## Work instructions
Quote the part of the entries below that starts with the line containing "The client would like the worker" and ends with the line containing "[[369, 130, 412, 272]]", including both of those lines.

Region annotation entries:

+++

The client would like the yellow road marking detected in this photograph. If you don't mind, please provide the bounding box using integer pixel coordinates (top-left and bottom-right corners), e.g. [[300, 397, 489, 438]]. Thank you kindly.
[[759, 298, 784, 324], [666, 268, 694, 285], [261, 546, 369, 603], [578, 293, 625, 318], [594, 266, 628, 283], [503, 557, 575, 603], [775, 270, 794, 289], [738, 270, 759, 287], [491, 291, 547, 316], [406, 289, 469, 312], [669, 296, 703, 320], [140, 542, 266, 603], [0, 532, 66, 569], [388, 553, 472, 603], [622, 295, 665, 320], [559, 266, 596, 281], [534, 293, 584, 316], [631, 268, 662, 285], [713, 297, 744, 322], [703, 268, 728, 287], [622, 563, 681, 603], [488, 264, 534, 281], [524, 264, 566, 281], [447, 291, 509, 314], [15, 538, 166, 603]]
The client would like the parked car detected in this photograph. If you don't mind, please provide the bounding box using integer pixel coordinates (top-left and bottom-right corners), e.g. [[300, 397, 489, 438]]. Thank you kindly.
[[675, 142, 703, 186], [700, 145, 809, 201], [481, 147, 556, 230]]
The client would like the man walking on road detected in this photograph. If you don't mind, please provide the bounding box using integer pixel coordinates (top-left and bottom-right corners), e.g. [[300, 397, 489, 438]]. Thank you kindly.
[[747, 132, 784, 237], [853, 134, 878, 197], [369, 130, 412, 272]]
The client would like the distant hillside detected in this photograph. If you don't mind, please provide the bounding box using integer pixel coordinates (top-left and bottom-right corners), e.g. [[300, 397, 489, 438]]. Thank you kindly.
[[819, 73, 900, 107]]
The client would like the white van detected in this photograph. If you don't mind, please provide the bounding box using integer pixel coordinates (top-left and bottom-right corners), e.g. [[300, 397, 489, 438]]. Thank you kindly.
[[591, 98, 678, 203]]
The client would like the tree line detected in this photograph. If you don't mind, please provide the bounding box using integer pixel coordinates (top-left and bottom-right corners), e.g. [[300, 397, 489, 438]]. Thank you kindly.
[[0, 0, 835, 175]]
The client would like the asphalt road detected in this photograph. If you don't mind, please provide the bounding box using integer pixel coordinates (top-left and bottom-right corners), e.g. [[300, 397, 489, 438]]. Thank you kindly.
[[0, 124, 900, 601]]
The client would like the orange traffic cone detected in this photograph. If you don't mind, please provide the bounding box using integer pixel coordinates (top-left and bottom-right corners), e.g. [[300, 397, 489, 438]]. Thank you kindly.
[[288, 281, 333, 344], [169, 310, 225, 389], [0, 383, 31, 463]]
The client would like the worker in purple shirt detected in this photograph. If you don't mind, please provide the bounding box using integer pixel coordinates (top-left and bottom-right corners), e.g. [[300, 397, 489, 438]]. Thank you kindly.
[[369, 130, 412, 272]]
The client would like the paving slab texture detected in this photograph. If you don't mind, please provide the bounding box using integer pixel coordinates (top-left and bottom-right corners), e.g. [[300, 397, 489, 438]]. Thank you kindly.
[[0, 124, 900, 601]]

+++

## Output for this task
The client would like the worker in purple shirt detected in this photograph. If you don't mind, please provide the bounding box using integer pixel coordinates (top-left and bottom-right corners), e.g. [[300, 397, 489, 438]]. Thank you kindly.
[[369, 130, 412, 272]]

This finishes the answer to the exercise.